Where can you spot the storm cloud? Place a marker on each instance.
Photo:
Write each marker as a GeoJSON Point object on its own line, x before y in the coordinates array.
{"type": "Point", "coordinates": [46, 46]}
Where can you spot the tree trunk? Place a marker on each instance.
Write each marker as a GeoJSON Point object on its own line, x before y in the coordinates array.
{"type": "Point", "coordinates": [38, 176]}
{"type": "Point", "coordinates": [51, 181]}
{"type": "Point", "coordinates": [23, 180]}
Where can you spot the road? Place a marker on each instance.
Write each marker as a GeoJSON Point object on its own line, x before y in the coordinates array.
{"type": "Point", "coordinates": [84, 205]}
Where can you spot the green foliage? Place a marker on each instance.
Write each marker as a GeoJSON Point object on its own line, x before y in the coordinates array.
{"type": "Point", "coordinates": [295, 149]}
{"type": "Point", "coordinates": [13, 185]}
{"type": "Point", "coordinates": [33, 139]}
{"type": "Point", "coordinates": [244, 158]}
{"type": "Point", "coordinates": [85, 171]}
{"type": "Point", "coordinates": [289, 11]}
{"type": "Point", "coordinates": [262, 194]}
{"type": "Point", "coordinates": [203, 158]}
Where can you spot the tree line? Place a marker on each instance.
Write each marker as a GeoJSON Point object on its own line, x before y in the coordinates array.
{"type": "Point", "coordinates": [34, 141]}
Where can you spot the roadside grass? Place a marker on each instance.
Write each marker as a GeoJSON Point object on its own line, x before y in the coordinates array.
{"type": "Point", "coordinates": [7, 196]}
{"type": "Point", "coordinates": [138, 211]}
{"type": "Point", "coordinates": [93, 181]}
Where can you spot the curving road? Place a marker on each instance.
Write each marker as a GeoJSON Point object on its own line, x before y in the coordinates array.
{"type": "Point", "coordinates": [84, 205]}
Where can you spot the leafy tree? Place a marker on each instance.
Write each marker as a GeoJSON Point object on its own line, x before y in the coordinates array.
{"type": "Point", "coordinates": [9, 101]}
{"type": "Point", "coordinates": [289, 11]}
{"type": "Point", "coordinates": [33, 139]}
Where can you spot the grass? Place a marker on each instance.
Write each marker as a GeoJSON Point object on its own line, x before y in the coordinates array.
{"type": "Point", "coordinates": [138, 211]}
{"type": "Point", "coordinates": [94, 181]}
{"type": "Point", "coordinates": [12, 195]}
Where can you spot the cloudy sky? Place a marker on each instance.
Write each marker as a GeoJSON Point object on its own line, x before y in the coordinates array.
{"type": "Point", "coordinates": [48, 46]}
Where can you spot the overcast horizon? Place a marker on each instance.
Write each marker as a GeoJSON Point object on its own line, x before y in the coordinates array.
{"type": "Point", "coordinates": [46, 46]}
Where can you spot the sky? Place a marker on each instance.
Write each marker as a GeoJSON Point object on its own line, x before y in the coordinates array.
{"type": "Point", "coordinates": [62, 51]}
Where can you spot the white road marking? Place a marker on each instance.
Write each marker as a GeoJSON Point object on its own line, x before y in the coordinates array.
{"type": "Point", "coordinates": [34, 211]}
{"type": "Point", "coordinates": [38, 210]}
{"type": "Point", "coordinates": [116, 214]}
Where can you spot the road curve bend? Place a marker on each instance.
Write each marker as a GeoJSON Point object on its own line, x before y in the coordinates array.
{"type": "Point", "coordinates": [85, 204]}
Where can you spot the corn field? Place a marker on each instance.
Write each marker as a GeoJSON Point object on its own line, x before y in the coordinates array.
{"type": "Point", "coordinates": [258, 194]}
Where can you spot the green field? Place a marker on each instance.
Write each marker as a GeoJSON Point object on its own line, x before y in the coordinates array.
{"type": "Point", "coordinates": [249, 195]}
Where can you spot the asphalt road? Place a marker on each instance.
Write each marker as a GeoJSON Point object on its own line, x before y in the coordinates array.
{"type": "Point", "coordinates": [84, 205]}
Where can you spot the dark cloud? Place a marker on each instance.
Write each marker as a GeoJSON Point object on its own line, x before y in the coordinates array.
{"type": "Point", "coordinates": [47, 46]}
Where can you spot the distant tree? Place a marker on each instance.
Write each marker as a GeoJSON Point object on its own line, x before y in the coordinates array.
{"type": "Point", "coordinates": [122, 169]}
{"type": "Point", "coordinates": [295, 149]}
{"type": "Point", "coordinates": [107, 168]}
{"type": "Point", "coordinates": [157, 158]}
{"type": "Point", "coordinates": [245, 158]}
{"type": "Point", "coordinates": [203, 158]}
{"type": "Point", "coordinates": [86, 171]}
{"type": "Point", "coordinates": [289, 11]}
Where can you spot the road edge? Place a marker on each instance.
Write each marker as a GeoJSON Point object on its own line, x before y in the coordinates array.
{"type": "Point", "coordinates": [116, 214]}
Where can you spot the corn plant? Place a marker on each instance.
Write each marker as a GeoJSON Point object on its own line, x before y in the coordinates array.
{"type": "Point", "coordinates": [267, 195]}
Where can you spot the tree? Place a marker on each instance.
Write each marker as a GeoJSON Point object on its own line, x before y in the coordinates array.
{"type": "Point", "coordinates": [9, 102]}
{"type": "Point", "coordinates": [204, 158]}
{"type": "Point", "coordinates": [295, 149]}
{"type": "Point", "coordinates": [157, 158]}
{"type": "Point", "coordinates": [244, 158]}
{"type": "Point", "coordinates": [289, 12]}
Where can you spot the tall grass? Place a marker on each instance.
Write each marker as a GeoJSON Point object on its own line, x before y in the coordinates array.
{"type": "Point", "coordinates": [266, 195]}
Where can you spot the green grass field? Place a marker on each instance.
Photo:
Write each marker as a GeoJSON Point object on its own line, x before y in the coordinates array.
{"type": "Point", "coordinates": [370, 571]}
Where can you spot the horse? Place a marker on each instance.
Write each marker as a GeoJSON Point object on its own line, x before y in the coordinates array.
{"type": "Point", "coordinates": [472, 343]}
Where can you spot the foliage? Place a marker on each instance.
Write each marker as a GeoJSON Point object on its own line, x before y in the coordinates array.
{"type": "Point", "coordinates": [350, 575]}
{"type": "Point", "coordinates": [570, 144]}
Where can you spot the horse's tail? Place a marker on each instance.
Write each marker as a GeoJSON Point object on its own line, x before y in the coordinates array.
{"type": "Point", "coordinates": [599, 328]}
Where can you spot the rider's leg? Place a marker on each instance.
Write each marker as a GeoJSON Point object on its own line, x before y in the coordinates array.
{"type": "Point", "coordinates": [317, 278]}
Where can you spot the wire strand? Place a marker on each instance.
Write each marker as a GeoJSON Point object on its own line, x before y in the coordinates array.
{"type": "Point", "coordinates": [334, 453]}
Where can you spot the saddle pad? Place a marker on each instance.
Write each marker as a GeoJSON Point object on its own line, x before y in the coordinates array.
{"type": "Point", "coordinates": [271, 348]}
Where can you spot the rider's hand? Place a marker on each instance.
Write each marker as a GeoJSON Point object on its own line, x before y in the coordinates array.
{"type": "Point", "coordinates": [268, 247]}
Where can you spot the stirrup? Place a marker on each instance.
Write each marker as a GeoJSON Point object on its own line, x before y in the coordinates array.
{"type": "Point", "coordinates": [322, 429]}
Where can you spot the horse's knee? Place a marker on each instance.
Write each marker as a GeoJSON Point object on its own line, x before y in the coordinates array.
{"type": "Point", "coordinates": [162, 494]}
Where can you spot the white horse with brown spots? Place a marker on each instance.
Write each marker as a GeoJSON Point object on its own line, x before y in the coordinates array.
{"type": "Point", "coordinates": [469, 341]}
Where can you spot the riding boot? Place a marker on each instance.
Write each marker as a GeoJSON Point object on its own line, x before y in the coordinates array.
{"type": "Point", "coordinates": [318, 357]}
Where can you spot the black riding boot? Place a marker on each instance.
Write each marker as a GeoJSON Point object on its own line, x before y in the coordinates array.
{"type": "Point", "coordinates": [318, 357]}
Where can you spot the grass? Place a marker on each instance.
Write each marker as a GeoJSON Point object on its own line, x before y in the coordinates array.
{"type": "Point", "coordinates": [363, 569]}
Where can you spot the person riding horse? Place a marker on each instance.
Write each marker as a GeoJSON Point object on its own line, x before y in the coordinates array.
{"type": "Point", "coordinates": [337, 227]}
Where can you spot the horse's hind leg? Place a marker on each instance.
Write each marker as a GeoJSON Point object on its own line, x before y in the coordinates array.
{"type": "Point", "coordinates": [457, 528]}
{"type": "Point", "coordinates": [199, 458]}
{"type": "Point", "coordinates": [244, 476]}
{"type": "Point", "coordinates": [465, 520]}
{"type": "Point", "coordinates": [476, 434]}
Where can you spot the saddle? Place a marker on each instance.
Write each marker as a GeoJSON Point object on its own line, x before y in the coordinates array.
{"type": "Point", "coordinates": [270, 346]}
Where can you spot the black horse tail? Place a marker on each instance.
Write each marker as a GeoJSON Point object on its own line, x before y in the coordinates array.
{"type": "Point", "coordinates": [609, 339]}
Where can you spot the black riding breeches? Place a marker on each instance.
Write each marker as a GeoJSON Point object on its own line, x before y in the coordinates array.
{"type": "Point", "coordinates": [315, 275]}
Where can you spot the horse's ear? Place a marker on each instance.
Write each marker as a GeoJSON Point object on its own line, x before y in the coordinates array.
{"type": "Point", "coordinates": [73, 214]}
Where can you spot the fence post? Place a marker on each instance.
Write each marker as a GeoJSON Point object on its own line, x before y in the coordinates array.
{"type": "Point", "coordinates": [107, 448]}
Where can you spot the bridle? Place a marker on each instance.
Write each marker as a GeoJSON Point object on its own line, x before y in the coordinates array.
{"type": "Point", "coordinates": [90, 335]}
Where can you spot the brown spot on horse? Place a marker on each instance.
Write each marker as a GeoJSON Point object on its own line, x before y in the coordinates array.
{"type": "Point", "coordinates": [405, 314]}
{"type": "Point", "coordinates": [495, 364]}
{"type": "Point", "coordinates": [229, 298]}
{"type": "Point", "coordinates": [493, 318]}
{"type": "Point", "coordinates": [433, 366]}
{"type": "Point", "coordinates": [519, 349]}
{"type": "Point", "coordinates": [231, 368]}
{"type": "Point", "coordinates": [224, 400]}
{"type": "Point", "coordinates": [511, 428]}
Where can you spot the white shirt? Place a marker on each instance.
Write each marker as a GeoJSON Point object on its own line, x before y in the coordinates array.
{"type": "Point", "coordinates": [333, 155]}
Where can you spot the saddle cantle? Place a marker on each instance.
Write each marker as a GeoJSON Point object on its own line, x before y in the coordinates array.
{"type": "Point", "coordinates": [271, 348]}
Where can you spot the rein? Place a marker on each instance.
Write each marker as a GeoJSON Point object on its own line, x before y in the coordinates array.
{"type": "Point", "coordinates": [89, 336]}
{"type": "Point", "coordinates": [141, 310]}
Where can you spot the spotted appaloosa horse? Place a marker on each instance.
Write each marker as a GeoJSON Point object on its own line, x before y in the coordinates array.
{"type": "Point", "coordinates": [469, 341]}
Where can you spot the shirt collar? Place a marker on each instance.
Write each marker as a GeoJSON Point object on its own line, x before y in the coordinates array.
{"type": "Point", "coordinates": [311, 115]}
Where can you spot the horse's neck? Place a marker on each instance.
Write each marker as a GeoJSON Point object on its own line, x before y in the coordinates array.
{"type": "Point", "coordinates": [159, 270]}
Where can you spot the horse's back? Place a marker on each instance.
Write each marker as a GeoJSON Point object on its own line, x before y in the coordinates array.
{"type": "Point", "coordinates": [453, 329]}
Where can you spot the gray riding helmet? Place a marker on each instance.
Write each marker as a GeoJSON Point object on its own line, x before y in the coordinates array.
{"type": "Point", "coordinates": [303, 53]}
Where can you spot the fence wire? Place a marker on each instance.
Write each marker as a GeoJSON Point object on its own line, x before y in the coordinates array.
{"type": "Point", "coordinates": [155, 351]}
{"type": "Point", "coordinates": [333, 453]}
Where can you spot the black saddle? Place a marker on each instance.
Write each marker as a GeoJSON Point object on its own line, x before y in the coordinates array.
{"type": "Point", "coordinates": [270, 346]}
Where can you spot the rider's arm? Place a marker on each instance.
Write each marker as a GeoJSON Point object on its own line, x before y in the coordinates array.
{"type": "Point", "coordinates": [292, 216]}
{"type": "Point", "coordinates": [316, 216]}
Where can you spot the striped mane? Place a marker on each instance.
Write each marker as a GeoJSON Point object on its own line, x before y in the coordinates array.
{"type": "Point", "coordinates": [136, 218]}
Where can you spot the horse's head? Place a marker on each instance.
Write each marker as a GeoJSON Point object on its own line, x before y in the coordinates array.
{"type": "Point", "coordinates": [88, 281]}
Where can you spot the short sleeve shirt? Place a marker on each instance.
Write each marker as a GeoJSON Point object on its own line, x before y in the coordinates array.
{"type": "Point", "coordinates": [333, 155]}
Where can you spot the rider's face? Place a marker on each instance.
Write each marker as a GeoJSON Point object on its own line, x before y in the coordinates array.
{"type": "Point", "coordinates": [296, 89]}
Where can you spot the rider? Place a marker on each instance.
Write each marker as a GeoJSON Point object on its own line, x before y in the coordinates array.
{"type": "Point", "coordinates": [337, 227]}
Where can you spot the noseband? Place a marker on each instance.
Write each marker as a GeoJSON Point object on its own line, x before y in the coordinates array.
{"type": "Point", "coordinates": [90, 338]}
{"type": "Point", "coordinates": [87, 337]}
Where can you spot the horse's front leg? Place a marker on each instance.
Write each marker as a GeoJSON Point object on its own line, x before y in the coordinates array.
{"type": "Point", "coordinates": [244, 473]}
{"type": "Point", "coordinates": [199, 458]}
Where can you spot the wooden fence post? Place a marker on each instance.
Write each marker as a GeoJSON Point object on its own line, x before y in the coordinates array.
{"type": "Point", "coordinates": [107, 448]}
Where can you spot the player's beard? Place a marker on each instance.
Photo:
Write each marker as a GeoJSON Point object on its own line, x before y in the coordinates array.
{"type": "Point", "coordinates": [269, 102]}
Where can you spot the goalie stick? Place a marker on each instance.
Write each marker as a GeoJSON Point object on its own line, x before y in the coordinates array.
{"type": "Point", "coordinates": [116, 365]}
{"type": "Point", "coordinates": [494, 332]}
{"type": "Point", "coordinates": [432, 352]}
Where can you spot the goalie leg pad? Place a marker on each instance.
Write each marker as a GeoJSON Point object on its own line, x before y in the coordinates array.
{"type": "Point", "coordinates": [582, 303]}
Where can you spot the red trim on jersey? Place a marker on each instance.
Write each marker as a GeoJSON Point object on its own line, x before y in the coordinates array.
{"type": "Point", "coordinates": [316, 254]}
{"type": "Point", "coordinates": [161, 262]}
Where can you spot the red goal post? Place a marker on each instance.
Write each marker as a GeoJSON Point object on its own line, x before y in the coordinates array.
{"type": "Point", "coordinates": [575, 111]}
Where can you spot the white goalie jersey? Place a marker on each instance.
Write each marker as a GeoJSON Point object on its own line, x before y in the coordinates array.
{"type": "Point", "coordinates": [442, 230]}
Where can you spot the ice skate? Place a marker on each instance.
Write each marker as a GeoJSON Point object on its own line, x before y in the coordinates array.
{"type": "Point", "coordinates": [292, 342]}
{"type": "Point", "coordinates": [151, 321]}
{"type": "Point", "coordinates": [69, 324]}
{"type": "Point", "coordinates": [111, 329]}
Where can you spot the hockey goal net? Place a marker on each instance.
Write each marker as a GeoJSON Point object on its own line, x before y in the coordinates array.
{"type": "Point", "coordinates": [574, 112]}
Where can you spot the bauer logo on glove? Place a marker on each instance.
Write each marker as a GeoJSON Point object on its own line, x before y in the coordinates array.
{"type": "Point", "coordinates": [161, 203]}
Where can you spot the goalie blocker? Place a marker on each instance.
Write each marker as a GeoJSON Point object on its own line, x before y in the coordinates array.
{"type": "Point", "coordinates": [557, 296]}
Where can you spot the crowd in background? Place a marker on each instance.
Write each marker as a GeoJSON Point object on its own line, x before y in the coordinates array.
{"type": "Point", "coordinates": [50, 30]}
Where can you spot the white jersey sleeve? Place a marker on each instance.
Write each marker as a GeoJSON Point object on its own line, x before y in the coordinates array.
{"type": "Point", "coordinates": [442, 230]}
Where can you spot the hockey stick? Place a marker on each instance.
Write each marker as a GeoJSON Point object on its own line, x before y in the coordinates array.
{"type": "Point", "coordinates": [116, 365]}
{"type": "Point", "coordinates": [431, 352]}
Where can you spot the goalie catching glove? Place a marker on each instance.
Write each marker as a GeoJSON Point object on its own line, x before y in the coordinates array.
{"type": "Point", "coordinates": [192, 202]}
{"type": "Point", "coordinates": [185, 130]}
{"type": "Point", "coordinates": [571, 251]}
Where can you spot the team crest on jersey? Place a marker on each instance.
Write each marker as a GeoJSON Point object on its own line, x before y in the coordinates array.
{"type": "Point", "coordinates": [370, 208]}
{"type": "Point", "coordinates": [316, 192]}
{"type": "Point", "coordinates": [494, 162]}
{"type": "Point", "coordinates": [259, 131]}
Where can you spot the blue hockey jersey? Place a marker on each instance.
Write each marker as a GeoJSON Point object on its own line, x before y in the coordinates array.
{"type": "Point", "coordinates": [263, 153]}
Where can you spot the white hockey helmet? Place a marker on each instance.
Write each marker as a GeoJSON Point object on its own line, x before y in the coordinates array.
□ □ □ □ □
◆ Task description
Leave out every line before the one containing "Where can you spot the goalie catching"; set down that line and all remaining lines of the material exactly.

◆ Solution to this exercise
Where can you spot the goalie catching glove? Place a marker on each instance.
Write each marker as a GeoJSON Point object on its own line, x before y in the coordinates array.
{"type": "Point", "coordinates": [192, 202]}
{"type": "Point", "coordinates": [185, 130]}
{"type": "Point", "coordinates": [571, 251]}
Where can you spot the team crest on jersey? Place a marker on each instance.
Write each marker as a GeoJSON Point object on its own line, x before y in the coordinates array.
{"type": "Point", "coordinates": [370, 208]}
{"type": "Point", "coordinates": [316, 192]}
{"type": "Point", "coordinates": [494, 162]}
{"type": "Point", "coordinates": [259, 131]}
Where can you spot the blue hockey jersey? Place a marker on each instance.
Write each marker as a GeoJSON Point object on its own line, x before y in the coordinates array.
{"type": "Point", "coordinates": [263, 153]}
Where can you spot the white hockey helmet? Place a marker on each instance.
Write each marker as a GeoJSON Point object on its own line, x before y in the coordinates array.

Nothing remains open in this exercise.